**Dataset excerpt**
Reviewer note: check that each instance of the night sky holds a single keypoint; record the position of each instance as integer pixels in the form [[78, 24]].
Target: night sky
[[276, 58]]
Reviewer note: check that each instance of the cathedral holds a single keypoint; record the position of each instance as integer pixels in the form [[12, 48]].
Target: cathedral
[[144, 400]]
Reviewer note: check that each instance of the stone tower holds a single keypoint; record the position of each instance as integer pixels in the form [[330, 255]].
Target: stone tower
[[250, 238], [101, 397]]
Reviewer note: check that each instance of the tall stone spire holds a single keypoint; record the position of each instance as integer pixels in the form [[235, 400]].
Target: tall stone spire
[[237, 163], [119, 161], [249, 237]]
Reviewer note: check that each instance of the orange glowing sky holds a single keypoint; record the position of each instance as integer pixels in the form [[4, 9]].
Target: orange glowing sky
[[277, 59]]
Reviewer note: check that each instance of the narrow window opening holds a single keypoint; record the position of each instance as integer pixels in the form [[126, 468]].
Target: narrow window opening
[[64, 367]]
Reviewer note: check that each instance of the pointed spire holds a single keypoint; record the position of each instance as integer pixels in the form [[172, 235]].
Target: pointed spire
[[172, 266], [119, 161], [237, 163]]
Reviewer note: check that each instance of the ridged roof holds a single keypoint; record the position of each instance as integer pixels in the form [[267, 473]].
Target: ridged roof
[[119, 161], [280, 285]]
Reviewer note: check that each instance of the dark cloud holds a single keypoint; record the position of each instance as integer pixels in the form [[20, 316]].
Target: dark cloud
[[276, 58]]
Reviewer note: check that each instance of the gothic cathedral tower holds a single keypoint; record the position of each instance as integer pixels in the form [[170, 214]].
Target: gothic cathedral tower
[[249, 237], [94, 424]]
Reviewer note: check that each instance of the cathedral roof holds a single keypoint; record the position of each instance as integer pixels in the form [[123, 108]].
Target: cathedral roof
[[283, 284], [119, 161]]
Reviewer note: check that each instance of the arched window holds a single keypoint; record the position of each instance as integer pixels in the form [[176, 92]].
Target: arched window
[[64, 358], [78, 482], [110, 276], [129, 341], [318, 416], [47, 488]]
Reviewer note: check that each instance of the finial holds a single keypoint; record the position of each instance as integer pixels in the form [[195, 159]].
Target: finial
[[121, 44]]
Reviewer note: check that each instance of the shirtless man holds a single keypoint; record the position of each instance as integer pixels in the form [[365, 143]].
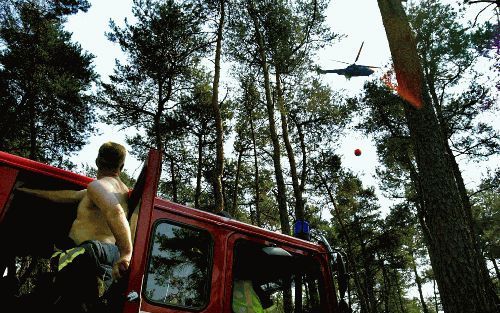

**Given instruction**
Rewrite all of the data above, replacing every "keypoint" with "marker" and keeping everything else unchanged. Leave the pictures out of your answer.

**Result of the exercise**
Reviewer note: check that each instance of the night sky holds a single marker; record the position of each instance as integer pixels in the form [[78, 24]].
Target: night sky
[[276, 58]]
Reviewer note: check that each instance of the cathedral holds a single marker; record the position of each instance as integer pixels in the form [[12, 48]].
Target: cathedral
[[144, 400]]
Reviewer note: check that each instance of the stone tower holds a single marker; record the position of each instance as integer pixels in the form [[330, 255]].
Target: stone tower
[[250, 238], [101, 397]]
Reviewer note: check that each instance of the tall stone spire holds a single marker; record the position of each instance as integer pixels in the form [[235, 400]].
Target: tall stone spire
[[237, 163], [119, 161], [249, 237]]
Reviewer note: check that each instance of the orange glowing sky holds a single marker; record the position of each instance as integer pixels in the form [[4, 9]].
Target: orange glowing sky
[[277, 59]]
Reviewer note: check that each instance of the narrow window opening holds a single marker; record the position of each instance as integer pixels in the form [[126, 468]].
Target: narrow window opening
[[64, 367]]
Reviewer note: check that each instance of the pointed spire holds a single marker; record the position of each instance as integer pixels in the form [[172, 235]].
Target: pointed spire
[[172, 266], [119, 161], [237, 163]]
Reviewer note: check that each instance of the ridged roof holds a single marker; record the position of each instance as integer pixels in the form [[267, 473]].
Target: ridged roof
[[119, 161], [280, 285]]
Reviewer note: check that each instance of the dark cloud holds a single marker; record the position of each instance as integer pixels in the form [[20, 316]].
Target: dark cloud
[[276, 58]]
Reviewer note: check that each instance of the gothic cathedral tower holds a single marker; record the position of each instance as integer pixels in the form [[170, 214]].
Target: gothic cathedral tower
[[249, 237], [94, 424]]
Reviewer note: check that each instance of the cathedral roof holds a single marker; record the position of each instance as integer pixels in the form [[123, 108]].
Target: cathedral roof
[[283, 284], [119, 161]]
Reviewer note: check that each instance of the arched window holds a single marker; record the position of each instance as integer pixels in the form [[176, 92]].
Target: arched window
[[64, 358], [78, 482], [110, 276], [129, 341], [318, 416], [47, 488]]
Reviewer note: check that each instance of the finial holds a single marker; record the position of each instance as integer pixels in the form [[195, 159]].
Target: finial
[[121, 44]]
Reviewer note: check that each instance of the shirtless man holds a single marker; record the position of each instance as integer pixels in the form [[365, 143]].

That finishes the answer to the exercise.